Stated task 1:
Arrange the stretch of the records from their first line through the line containing "<point>584,168</point>", both included, as a numbered list with blank lines omitted.

DIDE cluster

This page tries to capture information on the most common pain points people hit when first starting out.

We support one cluster at present (the so-called windows cluster) but will support more in future; in particular we aim to support a Linux cluster within DIDE, as well as submission to the the central ICT/RCS cluster. In future we may support others, but we have no immediate plans to.

In short, you will need:

to know your DIDE username and password
to have been added as a cluster user
to be on the DIDE network, probably using ZScaler
to be on a network share that the cluster can see

These are all explained in detail below.

Authentication with DIDE

After installing hipercow, try running

hipercow dide authenticate

which will ask you for your DIDE username and password.

If you hit problems, try going to mrcdata.dide.ic.ac.uk/hpc and trying a few combinations until you remember what it should be. Once done update this in your password manager (perhaps BitWarden?) so you can find it easily next time.

It is possible that you do not have access to the cluster, even if your username is correct. Try logging onto the portal; if it reports that you don't have access then please request access by messaging Wes. If you don't know your username and password, read on.

About our usernames and passwords

For historical reasons DIDE exists on its own domain (DIDE) separate from Imperial's domain (IC). This means that you may have a different DIDE username to your imperial username (though usually the same) and you may have a different password (though most people set these to be the same).

The overall situation is summarised in this infographic:

If you need to change your DIDE password you can do this from any DIDE domain machine by pressing Ctrl-Alt-Delete and following the prompts. If it has already expired, such that you can't login, you need to contact Chris or Paul.

We store credentials using the keyring package. This saves your username and password securely in your system keyring, which will be unlocked on login for at least Windows and macOS. You will need to rerun hipercow dide authenticate whenever you change your DIDE password.

The username and password that you might have submitted with the R version of hipercow are not currently visible to the Python version, but we hope to address this soon.

Networks

Ensure you have connected to the DIDE network by using ZScaler; see instructions from ICT, or by being on a desktop PC or virtual machine within the building that is plugged in by Ethernet (this is less common now).

Filesystems and paths

For anything to work with hipercow on the DIDE cluster, your working directory must be on a network share. If you are not sure if you are on a network share, then run

pwd

Interpreting this depends on your platform (the machine you are typing commands into):

Windows: A drive like C: or D: will be local. You should recognise the drive letter as one like Q: that was mapped by default as your home or M: that you mapped yourself as a project share.

Raw records:

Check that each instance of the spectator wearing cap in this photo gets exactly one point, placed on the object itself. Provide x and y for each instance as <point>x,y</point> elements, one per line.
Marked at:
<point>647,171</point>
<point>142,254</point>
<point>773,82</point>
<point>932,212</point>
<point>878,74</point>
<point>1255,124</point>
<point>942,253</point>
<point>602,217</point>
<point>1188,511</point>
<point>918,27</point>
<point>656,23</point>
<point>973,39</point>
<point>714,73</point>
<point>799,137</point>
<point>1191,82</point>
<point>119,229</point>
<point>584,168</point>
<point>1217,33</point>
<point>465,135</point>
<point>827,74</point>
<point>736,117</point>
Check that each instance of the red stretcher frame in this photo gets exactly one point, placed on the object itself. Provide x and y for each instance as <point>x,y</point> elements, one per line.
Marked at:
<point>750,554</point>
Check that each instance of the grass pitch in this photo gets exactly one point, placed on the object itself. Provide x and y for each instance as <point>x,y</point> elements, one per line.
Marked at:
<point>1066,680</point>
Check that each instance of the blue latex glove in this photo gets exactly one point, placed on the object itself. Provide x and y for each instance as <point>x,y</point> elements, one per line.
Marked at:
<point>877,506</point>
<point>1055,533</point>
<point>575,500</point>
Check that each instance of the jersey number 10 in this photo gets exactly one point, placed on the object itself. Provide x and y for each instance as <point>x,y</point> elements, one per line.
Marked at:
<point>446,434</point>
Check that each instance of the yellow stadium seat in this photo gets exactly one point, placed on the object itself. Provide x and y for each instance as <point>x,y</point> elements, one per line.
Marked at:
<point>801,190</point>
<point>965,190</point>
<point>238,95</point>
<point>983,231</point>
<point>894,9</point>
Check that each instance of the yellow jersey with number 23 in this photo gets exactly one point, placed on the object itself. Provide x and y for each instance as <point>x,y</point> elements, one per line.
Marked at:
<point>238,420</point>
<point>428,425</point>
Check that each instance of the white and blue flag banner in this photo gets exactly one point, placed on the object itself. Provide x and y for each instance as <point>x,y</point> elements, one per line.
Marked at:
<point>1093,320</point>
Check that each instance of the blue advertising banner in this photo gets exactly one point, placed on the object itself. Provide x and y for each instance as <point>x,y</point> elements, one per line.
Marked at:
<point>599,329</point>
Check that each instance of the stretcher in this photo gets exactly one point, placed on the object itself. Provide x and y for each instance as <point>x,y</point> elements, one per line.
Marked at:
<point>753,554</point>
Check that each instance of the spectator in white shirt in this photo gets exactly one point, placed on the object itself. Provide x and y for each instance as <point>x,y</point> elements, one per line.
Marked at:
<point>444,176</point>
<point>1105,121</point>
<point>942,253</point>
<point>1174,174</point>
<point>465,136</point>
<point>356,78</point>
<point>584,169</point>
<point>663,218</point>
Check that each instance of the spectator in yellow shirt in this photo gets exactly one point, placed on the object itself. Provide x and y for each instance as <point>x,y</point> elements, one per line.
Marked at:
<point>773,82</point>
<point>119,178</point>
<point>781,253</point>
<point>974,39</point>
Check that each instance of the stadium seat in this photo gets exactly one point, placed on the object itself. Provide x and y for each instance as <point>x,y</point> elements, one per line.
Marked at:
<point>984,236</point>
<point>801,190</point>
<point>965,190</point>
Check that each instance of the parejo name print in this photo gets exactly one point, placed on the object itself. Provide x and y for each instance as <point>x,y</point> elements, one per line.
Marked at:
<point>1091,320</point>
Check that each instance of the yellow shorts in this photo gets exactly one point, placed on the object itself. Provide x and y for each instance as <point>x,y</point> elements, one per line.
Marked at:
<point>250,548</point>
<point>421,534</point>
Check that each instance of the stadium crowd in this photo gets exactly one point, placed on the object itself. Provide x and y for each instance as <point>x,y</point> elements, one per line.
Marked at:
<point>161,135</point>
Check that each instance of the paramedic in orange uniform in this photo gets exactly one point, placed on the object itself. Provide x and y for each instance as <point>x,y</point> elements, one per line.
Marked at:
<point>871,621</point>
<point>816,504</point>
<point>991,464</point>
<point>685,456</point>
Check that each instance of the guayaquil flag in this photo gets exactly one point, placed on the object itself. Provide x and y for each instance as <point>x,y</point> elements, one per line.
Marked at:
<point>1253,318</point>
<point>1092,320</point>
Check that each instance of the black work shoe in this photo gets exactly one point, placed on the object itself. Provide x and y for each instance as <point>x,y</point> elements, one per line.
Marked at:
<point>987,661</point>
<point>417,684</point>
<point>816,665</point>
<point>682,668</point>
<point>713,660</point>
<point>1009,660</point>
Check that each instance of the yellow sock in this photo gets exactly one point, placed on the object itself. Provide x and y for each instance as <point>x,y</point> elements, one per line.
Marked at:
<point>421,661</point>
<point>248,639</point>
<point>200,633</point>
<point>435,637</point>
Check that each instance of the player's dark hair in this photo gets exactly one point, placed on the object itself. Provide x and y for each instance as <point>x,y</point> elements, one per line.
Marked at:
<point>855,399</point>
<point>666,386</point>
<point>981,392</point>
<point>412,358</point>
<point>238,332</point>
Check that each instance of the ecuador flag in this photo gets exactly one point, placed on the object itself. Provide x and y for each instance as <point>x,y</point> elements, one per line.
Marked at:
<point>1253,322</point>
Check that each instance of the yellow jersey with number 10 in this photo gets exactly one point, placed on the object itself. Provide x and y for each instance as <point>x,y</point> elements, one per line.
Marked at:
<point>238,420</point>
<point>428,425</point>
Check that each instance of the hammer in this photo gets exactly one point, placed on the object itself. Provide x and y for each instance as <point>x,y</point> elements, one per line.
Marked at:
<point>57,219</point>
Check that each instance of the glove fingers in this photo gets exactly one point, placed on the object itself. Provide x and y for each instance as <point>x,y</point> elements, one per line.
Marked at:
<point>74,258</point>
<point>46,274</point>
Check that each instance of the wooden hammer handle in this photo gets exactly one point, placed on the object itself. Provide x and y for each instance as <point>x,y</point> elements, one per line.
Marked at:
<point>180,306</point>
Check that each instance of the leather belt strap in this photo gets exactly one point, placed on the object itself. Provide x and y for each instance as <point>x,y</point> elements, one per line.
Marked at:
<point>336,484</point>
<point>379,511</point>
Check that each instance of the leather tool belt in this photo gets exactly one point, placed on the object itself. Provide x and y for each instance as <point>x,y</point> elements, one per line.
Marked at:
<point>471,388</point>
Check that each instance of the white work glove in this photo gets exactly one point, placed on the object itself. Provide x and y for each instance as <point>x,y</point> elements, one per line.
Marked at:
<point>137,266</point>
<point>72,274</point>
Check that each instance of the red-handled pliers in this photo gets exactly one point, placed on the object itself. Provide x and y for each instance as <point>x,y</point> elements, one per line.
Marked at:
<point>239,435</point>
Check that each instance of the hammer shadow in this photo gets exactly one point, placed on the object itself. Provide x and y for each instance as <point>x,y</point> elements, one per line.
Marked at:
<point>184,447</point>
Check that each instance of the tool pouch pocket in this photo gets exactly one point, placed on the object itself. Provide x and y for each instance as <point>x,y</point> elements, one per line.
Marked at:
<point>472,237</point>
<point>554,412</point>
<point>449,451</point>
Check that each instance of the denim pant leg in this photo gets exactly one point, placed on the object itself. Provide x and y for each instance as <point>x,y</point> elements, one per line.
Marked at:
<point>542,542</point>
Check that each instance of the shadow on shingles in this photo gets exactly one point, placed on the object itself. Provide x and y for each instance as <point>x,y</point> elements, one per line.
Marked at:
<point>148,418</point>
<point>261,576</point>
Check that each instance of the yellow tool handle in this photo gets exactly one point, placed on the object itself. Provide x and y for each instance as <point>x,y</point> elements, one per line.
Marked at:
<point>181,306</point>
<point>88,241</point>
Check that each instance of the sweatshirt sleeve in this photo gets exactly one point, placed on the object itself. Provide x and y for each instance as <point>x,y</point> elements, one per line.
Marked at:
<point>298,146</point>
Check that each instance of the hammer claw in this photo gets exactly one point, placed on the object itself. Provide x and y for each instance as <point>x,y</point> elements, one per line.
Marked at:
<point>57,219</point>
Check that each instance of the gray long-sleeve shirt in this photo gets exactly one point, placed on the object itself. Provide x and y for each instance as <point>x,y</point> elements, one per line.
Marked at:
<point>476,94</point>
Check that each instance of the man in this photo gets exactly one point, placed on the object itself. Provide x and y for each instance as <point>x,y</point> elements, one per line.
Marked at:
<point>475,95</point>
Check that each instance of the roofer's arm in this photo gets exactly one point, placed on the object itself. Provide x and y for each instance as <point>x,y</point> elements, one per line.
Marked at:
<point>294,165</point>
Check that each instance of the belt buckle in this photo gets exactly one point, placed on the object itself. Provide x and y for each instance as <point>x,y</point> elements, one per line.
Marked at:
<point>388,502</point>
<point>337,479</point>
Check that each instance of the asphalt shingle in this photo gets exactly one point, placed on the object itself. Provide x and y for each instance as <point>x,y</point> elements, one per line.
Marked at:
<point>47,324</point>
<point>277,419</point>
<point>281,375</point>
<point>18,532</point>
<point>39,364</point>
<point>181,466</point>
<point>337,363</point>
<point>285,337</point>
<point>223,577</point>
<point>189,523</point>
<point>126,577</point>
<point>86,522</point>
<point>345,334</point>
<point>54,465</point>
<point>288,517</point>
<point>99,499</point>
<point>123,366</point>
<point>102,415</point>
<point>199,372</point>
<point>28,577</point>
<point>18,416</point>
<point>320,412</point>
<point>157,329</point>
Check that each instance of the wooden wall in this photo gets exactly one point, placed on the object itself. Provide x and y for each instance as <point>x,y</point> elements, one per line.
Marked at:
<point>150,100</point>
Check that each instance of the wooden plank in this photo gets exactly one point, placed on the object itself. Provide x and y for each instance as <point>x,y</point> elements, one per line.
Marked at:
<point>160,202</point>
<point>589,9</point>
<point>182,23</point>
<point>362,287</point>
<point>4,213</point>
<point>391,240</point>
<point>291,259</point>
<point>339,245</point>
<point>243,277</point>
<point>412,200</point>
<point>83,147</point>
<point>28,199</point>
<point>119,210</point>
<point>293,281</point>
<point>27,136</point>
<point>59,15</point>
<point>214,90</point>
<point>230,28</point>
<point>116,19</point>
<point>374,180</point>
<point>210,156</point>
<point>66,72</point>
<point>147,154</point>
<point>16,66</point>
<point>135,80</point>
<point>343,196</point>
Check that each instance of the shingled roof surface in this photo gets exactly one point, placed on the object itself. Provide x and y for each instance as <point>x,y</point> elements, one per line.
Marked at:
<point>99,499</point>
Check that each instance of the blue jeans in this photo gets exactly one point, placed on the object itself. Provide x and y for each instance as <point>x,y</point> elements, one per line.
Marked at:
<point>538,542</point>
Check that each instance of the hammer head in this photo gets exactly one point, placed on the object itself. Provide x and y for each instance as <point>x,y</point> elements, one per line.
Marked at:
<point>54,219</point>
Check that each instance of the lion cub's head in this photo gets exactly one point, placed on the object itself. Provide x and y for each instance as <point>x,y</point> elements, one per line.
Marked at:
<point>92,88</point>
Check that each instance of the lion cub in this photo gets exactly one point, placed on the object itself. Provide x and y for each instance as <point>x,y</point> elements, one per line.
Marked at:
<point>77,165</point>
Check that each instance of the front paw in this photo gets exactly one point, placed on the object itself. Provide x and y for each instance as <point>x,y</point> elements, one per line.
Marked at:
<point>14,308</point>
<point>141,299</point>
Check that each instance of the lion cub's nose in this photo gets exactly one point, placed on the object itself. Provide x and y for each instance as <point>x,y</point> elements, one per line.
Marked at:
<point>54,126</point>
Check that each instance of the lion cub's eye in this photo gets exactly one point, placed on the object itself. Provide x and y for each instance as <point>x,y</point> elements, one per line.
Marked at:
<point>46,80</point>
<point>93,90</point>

Stated task 2:
Pick up the guide to working with the DIDE cluster and continue it from the point where it stops.

Answer 1:
1. Check that each instance of the spectator wearing cap in this photo gets exactly one point, placed on the object itself. Provide x and y for each instance as <point>x,y</point> elements, one per line.
2. Marked at:
3. <point>647,171</point>
4. <point>142,254</point>
5. <point>773,82</point>
6. <point>932,212</point>
7. <point>878,74</point>
8. <point>1255,124</point>
9. <point>942,253</point>
10. <point>602,217</point>
11. <point>1188,511</point>
12. <point>918,27</point>
13. <point>656,23</point>
14. <point>973,39</point>
15. <point>714,73</point>
16. <point>799,137</point>
17. <point>1191,82</point>
18. <point>119,229</point>
19. <point>584,168</point>

Answer 2:
macOS: The path will likely be below /Volumes (but not one that corresponds to a USB stick of course!)
Linux: The path should start at one of the mount points you have configured in /etc/fstab as a network path.

Project shares and home directories

In general we strongly recommend that you use project shares for any serious work, rather than your home directory. To organise these you should talk to your PI (or if you are a PI, talk to Chris). The advantages of the project shares are that they are larger (so you will run out of disk space more slowly) and faster than the home shares. If you launch many tasks at once that use your home share you can get unexpected failures as the disk can't keep up with amount of data being read and written. Don't use your home directory (generally Q: on windows) for anything more intensive than casual experimentation. We have seen many people with jobs that fail mysteriously on their network home directory when launched in parallel, and this is generally fixed by using a project share.

If you don't know if you have a project share, talk to your PI about if one exists. If you are a PI, talk to Chris (and/or Wes) about getting one set up.

See below about the current state of the Windows cluster, and some fast storage that you might want to use.

Mapping network drives

For all operating systems, if you are on the wireless network you will need to connect to the department network using ZScaler; see the ICT documentation for details. If you can get on a wired network you'll likely have a better time because the VPN and wireless network seems less stable in general (it is not clear how this will be in the new building at White City, or indeed how many wired points there will be).

Below, instructions for setting up depend on the sort of computer you are typing commands into at the moment (not the cluster type).

Windows

If you are using a windows machine in the DIDE domain, then your network drives are likely already mapped for you. In fact you should not even need to map drives as fully qualified network names (e.g. //projects/tmp) should work for you.

macOS

In Finder, go to Go -> Connect to Server... or press Command-K. In the address field write the name of the share you want to connect to. You will likely want to mount:

smb://qdrive.dide.ic.ac.uk/homes/<username>

which is your home share.

At some point in the process you should get prompted for your username and password, but I can't remember what that looks like.

This directory will be mounted at /Volumes/<username> (so the last bit of the filename will be used as the mount point within Volumes). There may be a better way of doing this, and the connection will not be reestablished automatically so if anyone has a better way let me know.

Linux

This is what Rich has done on his computer and it seems to work, though it's not incredibly fast. Full instructions are on the Ubuntu community wiki.

First, install cifs-utils

sudo apt-get install cifs-utils

In your /etc/fstab file, add

//qdrive.dide.ic.ac.uk/homes/<dide-username> <home-mount-point> cifs uid=<local-userid>,gid=<local-groupid>,credentials=/home/<local-username>/.smbcredentials,domain=DIDE,sec=ntlmssp,iocharset=utf8,mfsymlinks 0  0

where:

<dide-username> is your DIDE username without the DIDE\ bit.
<local-username> is your local username (i.e., echo $USER).
<local-userid> is your local numeric user id (i.e. id -u $USER)
<local-groupid> is your local numeric group id (i.e. id -g $USER)
<home-mount-point> is where you want your DIDE home directory mounted

please back this file up before editing.

So for example, I have:

//qdrive.dide.ic.ac.uk/homes/rfitzjoh /home/rich/net/home cifs uid=1000,gid=1000,credentials=/home/rich/.smbcredentials,domain=DIDE,sec=ntlmssp,iocharset=utf8 0  0

The file .smbcredentials contains

username=<dide-username>
password=<dide-password>

and set this to be chmod 600 for a modicum of security, but be aware your password is stored in plain text.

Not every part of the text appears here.